• **To be done**
Pull every line of the entries below into your answer unchanged, leaving out the pictures.

[Dataset excerpt]
▬▬▬▬▬▬▬▬▬▬

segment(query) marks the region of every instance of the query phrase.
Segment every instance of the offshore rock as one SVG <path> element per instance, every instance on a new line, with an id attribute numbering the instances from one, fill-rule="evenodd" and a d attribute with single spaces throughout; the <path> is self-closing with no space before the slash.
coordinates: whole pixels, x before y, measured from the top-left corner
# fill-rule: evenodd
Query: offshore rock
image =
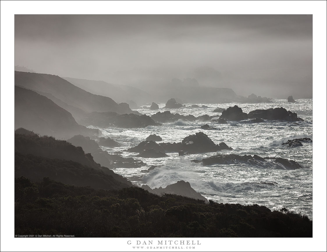
<path id="1" fill-rule="evenodd" d="M 250 112 L 249 118 L 261 118 L 266 120 L 303 121 L 303 119 L 298 117 L 296 113 L 287 111 L 284 108 L 275 108 L 268 109 L 256 109 Z"/>
<path id="2" fill-rule="evenodd" d="M 215 113 L 221 113 L 223 111 L 225 110 L 225 109 L 222 108 L 218 107 L 214 110 L 213 112 Z"/>
<path id="3" fill-rule="evenodd" d="M 209 126 L 208 124 L 204 124 L 204 125 L 202 125 L 201 126 L 201 129 L 203 130 L 216 130 L 218 129 L 216 128 L 212 127 Z"/>
<path id="4" fill-rule="evenodd" d="M 178 181 L 175 184 L 167 185 L 165 188 L 163 188 L 161 186 L 159 188 L 156 188 L 154 189 L 151 189 L 147 185 L 143 185 L 141 188 L 155 194 L 158 195 L 164 194 L 177 194 L 178 195 L 181 195 L 192 198 L 204 200 L 206 203 L 209 203 L 207 199 L 200 194 L 197 193 L 191 187 L 189 183 L 186 182 L 183 180 Z"/>
<path id="5" fill-rule="evenodd" d="M 172 114 L 170 111 L 158 112 L 151 116 L 151 118 L 154 121 L 159 123 L 173 122 L 180 119 L 183 121 L 192 121 L 197 119 L 194 116 L 192 115 L 183 116 L 179 114 Z"/>
<path id="6" fill-rule="evenodd" d="M 151 106 L 150 107 L 150 109 L 152 110 L 159 109 L 159 106 L 155 102 L 152 102 Z"/>
<path id="7" fill-rule="evenodd" d="M 129 148 L 127 149 L 129 152 L 138 152 L 140 153 L 144 150 L 153 149 L 157 151 L 165 153 L 164 149 L 161 146 L 154 141 L 145 141 L 141 142 L 139 145 L 135 147 Z"/>
<path id="8" fill-rule="evenodd" d="M 287 101 L 289 102 L 296 102 L 295 100 L 293 99 L 293 96 L 290 95 L 287 98 Z"/>
<path id="9" fill-rule="evenodd" d="M 165 108 L 179 108 L 183 106 L 180 103 L 176 102 L 174 98 L 172 98 L 167 102 L 164 107 Z"/>
<path id="10" fill-rule="evenodd" d="M 256 155 L 239 156 L 235 154 L 219 154 L 204 158 L 200 161 L 192 160 L 195 163 L 202 162 L 204 165 L 215 164 L 231 165 L 244 163 L 258 167 L 272 168 L 284 170 L 294 170 L 303 167 L 294 160 L 289 160 L 281 158 L 266 157 L 264 158 Z"/>
<path id="11" fill-rule="evenodd" d="M 159 145 L 166 152 L 178 152 L 181 154 L 183 153 L 182 151 L 184 154 L 186 152 L 194 153 L 233 149 L 223 142 L 215 144 L 207 135 L 201 132 L 186 136 L 181 143 L 162 143 Z"/>
<path id="12" fill-rule="evenodd" d="M 243 113 L 241 108 L 235 105 L 223 111 L 219 118 L 230 121 L 241 121 L 248 119 L 248 115 L 246 113 Z"/>
<path id="13" fill-rule="evenodd" d="M 110 137 L 105 138 L 100 137 L 99 140 L 99 145 L 105 147 L 120 147 L 120 144 Z"/>
<path id="14" fill-rule="evenodd" d="M 143 151 L 136 156 L 144 158 L 160 158 L 167 157 L 168 155 L 165 153 L 151 149 Z"/>
<path id="15" fill-rule="evenodd" d="M 295 147 L 298 146 L 303 146 L 302 144 L 302 142 L 305 143 L 312 143 L 312 140 L 311 138 L 308 137 L 304 137 L 302 138 L 296 138 L 292 140 L 288 140 L 286 143 L 283 143 L 282 144 L 282 145 L 288 145 L 286 146 L 289 148 L 294 148 Z"/>
<path id="16" fill-rule="evenodd" d="M 146 138 L 147 141 L 162 141 L 163 139 L 160 137 L 160 136 L 157 135 L 155 134 L 153 135 L 150 135 Z"/>

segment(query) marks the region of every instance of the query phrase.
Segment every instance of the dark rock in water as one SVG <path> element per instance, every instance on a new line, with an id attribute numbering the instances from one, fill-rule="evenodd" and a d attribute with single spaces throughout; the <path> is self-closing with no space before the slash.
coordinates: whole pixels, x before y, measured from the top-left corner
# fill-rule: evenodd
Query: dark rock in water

▬▬▬▬▬▬▬▬▬▬

• **Exercise answer**
segment(query) marks the region of every instance of the query phrase.
Segment every instance of the offshore rock as one SVG <path> element per instance, every instance on a new line, with an id attribute numbering the instances from one, fill-rule="evenodd" and a d attribute with single spaces throughout; the <path> is self-closing with no space before the slash.
coordinates: whole pixels, x before y, measured from the top-left corner
# fill-rule: evenodd
Query: offshore rock
image =
<path id="1" fill-rule="evenodd" d="M 250 112 L 249 118 L 261 118 L 266 120 L 303 121 L 303 119 L 298 117 L 296 113 L 287 111 L 284 108 L 275 108 L 268 109 L 256 109 Z"/>
<path id="2" fill-rule="evenodd" d="M 215 113 L 221 113 L 223 111 L 225 110 L 225 109 L 222 108 L 218 107 L 214 110 L 213 112 Z"/>
<path id="3" fill-rule="evenodd" d="M 209 126 L 208 124 L 204 124 L 204 125 L 202 125 L 201 126 L 201 129 L 203 130 L 216 130 L 218 129 L 216 128 L 212 127 Z"/>
<path id="4" fill-rule="evenodd" d="M 178 181 L 175 184 L 167 185 L 165 188 L 163 188 L 161 186 L 159 188 L 156 188 L 154 189 L 151 189 L 147 185 L 143 185 L 141 188 L 155 194 L 158 195 L 164 194 L 177 194 L 178 195 L 181 195 L 192 198 L 204 200 L 206 203 L 209 203 L 207 199 L 200 194 L 197 193 L 191 187 L 189 183 L 186 182 L 183 180 Z"/>
<path id="5" fill-rule="evenodd" d="M 172 114 L 170 111 L 158 112 L 151 116 L 151 118 L 154 121 L 159 123 L 173 122 L 180 119 L 183 121 L 192 121 L 197 119 L 194 116 L 192 115 L 183 116 L 179 114 Z"/>
<path id="6" fill-rule="evenodd" d="M 151 106 L 150 107 L 150 109 L 152 110 L 159 109 L 159 106 L 155 102 L 152 102 Z"/>
<path id="7" fill-rule="evenodd" d="M 129 148 L 127 149 L 129 152 L 138 152 L 140 153 L 144 150 L 153 149 L 157 151 L 165 153 L 164 149 L 161 146 L 154 141 L 145 141 L 141 142 L 139 145 L 135 147 Z"/>
<path id="8" fill-rule="evenodd" d="M 287 101 L 289 102 L 296 102 L 295 100 L 293 99 L 293 96 L 290 95 L 287 98 Z"/>
<path id="9" fill-rule="evenodd" d="M 165 108 L 179 108 L 183 106 L 180 103 L 176 102 L 174 98 L 172 98 L 167 102 L 164 107 Z"/>
<path id="10" fill-rule="evenodd" d="M 256 155 L 239 156 L 235 154 L 219 154 L 204 158 L 200 161 L 192 160 L 195 163 L 202 162 L 204 165 L 215 164 L 231 165 L 244 163 L 258 167 L 272 168 L 284 170 L 294 170 L 303 167 L 294 160 L 289 160 L 281 158 L 266 157 L 264 158 Z"/>
<path id="11" fill-rule="evenodd" d="M 159 145 L 166 152 L 178 152 L 181 154 L 183 153 L 182 151 L 184 154 L 186 152 L 194 153 L 233 149 L 223 142 L 215 144 L 207 135 L 201 132 L 186 136 L 181 143 L 162 143 Z"/>
<path id="12" fill-rule="evenodd" d="M 243 113 L 241 108 L 235 105 L 223 111 L 219 118 L 230 121 L 241 121 L 248 119 L 248 115 L 246 113 Z"/>
<path id="13" fill-rule="evenodd" d="M 110 137 L 105 138 L 100 137 L 99 140 L 99 145 L 105 147 L 120 147 L 120 144 Z"/>
<path id="14" fill-rule="evenodd" d="M 143 151 L 136 156 L 144 158 L 160 158 L 167 157 L 168 155 L 165 153 L 151 149 Z"/>
<path id="15" fill-rule="evenodd" d="M 295 147 L 298 146 L 303 146 L 302 144 L 302 142 L 305 143 L 312 143 L 312 140 L 311 138 L 308 137 L 304 137 L 302 138 L 296 138 L 292 140 L 288 140 L 286 143 L 283 143 L 282 144 L 282 145 L 288 145 L 286 146 L 289 148 L 294 148 Z"/>
<path id="16" fill-rule="evenodd" d="M 146 138 L 147 141 L 162 141 L 163 139 L 160 137 L 160 136 L 157 135 L 155 134 L 153 135 L 150 135 Z"/>

segment(query) marks the region of every instance of the query phrase.
Segment every instance of the dark rock in water as one SVG <path> element per instance, every instance on a new line, with an id attribute numbering the instances from one, fill-rule="evenodd" and a d attribute with single spaces throughout; the <path> is self-closing with no space before the slash.
coordinates: whole pixels, x before y, measured from the top-left corner
# fill-rule: evenodd
Query: dark rock in water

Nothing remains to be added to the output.